Saved entries =>
★ ★ ★ ★

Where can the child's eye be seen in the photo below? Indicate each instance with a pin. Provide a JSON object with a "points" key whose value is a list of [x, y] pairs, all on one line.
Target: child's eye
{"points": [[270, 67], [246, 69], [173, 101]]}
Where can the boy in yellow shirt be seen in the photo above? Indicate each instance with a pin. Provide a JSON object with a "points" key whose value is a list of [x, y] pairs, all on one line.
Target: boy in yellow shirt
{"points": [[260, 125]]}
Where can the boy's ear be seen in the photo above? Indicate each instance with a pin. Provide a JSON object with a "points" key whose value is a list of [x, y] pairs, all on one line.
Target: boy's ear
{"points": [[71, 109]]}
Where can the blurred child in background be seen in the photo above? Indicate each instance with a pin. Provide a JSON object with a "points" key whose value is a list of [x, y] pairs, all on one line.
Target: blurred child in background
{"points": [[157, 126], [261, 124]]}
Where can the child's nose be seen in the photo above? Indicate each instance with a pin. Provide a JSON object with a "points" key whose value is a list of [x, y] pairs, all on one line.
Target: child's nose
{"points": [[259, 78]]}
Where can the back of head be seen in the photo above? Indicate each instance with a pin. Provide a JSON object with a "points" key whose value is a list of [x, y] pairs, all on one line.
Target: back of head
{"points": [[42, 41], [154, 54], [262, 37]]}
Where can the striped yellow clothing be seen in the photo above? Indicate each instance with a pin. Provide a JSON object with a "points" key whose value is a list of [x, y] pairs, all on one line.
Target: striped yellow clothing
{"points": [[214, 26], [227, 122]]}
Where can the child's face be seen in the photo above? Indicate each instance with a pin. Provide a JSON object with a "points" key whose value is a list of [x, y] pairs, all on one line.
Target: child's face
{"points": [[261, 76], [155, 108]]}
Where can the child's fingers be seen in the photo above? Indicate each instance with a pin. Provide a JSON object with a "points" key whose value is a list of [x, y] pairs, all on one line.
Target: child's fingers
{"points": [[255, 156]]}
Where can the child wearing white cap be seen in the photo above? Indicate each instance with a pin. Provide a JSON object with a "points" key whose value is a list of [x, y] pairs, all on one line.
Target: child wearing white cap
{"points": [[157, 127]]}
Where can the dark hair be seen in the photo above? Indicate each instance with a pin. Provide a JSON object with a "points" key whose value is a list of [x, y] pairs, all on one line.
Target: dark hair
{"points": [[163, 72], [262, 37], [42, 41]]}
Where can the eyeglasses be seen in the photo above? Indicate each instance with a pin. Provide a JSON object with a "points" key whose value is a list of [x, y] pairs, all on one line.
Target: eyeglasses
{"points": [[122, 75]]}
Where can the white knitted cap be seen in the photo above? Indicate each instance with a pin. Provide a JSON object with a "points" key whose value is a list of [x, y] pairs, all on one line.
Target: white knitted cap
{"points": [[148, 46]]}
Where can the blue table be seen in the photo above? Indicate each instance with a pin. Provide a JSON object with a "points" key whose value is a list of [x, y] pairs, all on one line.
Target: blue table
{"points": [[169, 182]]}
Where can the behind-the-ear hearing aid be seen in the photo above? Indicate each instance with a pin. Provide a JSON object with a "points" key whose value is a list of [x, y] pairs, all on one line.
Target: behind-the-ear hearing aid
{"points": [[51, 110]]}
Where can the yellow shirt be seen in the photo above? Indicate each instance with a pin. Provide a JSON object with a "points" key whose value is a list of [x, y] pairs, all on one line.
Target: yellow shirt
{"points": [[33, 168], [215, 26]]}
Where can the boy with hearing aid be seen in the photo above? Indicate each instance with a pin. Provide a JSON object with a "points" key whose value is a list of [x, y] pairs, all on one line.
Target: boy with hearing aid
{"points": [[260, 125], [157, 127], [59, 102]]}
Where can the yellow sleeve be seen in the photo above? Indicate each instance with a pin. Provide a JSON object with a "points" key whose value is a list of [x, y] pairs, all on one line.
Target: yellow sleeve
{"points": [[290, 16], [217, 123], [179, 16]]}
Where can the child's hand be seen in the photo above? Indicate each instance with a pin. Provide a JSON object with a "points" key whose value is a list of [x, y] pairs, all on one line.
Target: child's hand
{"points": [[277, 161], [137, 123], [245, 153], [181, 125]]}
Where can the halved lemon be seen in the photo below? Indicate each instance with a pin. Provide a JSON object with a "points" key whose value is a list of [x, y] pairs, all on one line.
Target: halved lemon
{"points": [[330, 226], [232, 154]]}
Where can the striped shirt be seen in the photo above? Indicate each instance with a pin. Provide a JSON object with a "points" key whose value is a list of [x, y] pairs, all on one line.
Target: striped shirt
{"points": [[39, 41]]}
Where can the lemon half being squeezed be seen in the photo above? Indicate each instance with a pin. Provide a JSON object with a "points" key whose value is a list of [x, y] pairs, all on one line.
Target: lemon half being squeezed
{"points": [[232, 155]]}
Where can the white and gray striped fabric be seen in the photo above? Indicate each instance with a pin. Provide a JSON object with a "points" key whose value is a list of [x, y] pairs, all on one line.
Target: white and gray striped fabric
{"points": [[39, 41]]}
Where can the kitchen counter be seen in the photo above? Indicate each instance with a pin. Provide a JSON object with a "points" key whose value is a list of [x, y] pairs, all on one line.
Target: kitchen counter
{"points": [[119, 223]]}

★ ★ ★ ★

Goal of the exercise => Copy all the rows above, substituting "with a marker" for every occurrence of "with a pin" and leaving everything else unchanged.

The response =>
Where can the child's eye be seen in the photo below? Indicate each instance with a marker. Provide a JSON object with a "points" key whose value is a list of [x, y] pairs, all on one line.
Target: child's eye
{"points": [[270, 67], [246, 69], [173, 101]]}
Where can the boy in yellow shirt be seen in the photo above? Indicate each instance with a marker. Provide a JSON object with a "points" key whose value is a list of [x, y] pairs, all on one line.
Target: boy in yellow shirt
{"points": [[260, 125]]}
Where can the boy's ear be seen in the photo above? Indicate each instance with a marker. Provide a JSON object with a "points" key whose value is a list of [x, y] pairs, all on one line.
Target: boy's ear
{"points": [[71, 109]]}
Where can the blurred child in background be seen in the photo above? Indicate each instance with a marker. Provide a JSON object with a "points" key whose value is a list of [x, y] pairs, all on one line.
Target: blurred child in background
{"points": [[157, 126], [261, 124]]}
Where can the child's nose be seen in the photo above? Indicate each instance with a marker. Provide a JSON object with a "points" key whose value is a list of [x, y] pairs, all on one line.
Target: child's nose
{"points": [[259, 78]]}
Where can the back of head be seen in the photo above? Indicate each instance with a marker. Provide a JSON object with a "points" key whose value is a list of [x, y] pairs, all on one line.
Target: back of head
{"points": [[42, 41], [154, 54], [262, 37]]}
Where can the striped yellow clothing be seen in the photo above? Indicate each instance with a marker. Provide a JSON object with a "points" key whose value is a list of [x, y] pairs, all on one line.
Target: striped yellow clothing
{"points": [[214, 26], [227, 122]]}
Where can the child's face be seen in the photo above? Indicate each instance with a marker. Provide a JSON object with a "points" key whose value is a list of [x, y] pairs, all on one line.
Target: child's face
{"points": [[261, 76], [155, 108]]}
Where can the child's fingers be seen in the photo above? Indicate each instance with a marker. Provide a JSON object with a "points" key whose value is a list of [x, y] pairs, all on one line.
Target: child's fingers
{"points": [[255, 156]]}
Where can the child wearing white cap be seen in the photo above? Indicate each instance with a marker. Provide a JSON object with a "points" key whose value is a list of [x, y] pairs, all on one line.
Target: child wearing white cap
{"points": [[157, 127]]}
Where can the dark hair be seen in the photo above? Indicate each instance with a marker. Provide a JSON object with a "points" key whose value is a list of [x, y] pairs, all on one line.
Target: dark hair
{"points": [[163, 72], [262, 37], [42, 41]]}
Where can the eyeglasses be seen in the photo above? Indicate each instance with a marker. Provide a JSON object with a "points" key whose value is a list of [x, y] pairs, all on one line.
Target: eyeglasses
{"points": [[122, 75]]}
Where can the white knitted cap be seen in the photo above? Indicate each instance with a marker. Provide a JSON object with a "points" key whose value is a list of [x, y] pairs, all on one line.
Target: white knitted cap
{"points": [[148, 46]]}
Where can the blue table be seen in the photo above? Indicate each instance with a marker. Provide a JSON object with a "points" key whose value is a list of [x, y] pairs, all on one line.
Target: blue table
{"points": [[169, 182]]}
Where can the behind-the-ear hearing aid be seen in the photo above? Indicate each instance with a marker. Provide a JSON object with a "points" key whose value is a list of [x, y] pairs, all on one line.
Target: behind-the-ear hearing aid
{"points": [[51, 110]]}
Where can the yellow shirt be seen in the photo above? Indicate each instance with a marker. Provide a JSON object with a "points" key whose value is a list of [x, y] pairs, all on one line.
Target: yellow shirt
{"points": [[33, 168], [215, 26]]}
Where can the boy with hearing aid be seen in the photo above? Indicate each instance with a marker. Provide a JSON object with a "points" key whose value is a list of [x, y] pairs, all on one line.
Target: boy with hearing aid
{"points": [[260, 125], [157, 127], [59, 102]]}
Where can the yellow sleeve be seen in the photo above? Indicate each instance with a marker. Provide a JSON object with a "points" key whose value is a list of [x, y] pairs, all on one line.
Target: yellow sleeve
{"points": [[290, 16], [217, 123], [179, 16]]}
Where can the child's hand be seen in the photo above? Indicate each instance with a marker. Provide a JSON object with a "points" key whose value is a list of [x, y] pairs, all on one line.
Target: child's hand
{"points": [[277, 161], [137, 123], [245, 153], [181, 125]]}
Where can the halved lemon be seen in the photo below? Indicate each instance with a marker. Provide a JSON object with a "points" key whose value is a list of [x, y] pairs, all on one line.
Target: halved lemon
{"points": [[330, 226], [232, 154]]}
Where can the striped shirt be seen in the photo above? Indicate each instance with a marker. Provide a JSON object with a "points" key whose value is a list of [x, y] pairs, all on one line.
Target: striped shirt
{"points": [[39, 41]]}
Where can the lemon half being squeezed be seen in the photo above? Indicate each instance with a marker. Provide a JSON object with a "points" key whose value is a list of [x, y] pairs, all on one line.
Target: lemon half being squeezed
{"points": [[232, 155]]}
Where can the white and gray striped fabric be seen in the photo above? Indicate each instance with a marker. Provide a JSON object with a "points" key whose value is a list of [x, y] pairs, all on one line.
Target: white and gray striped fabric
{"points": [[39, 41]]}
Where can the kitchen counter be seen in the photo above? Indicate each instance with a marker. Provide a JSON object with a "points" key whose value is a list of [x, y] pairs, all on one line.
Target: kitchen counter
{"points": [[119, 223]]}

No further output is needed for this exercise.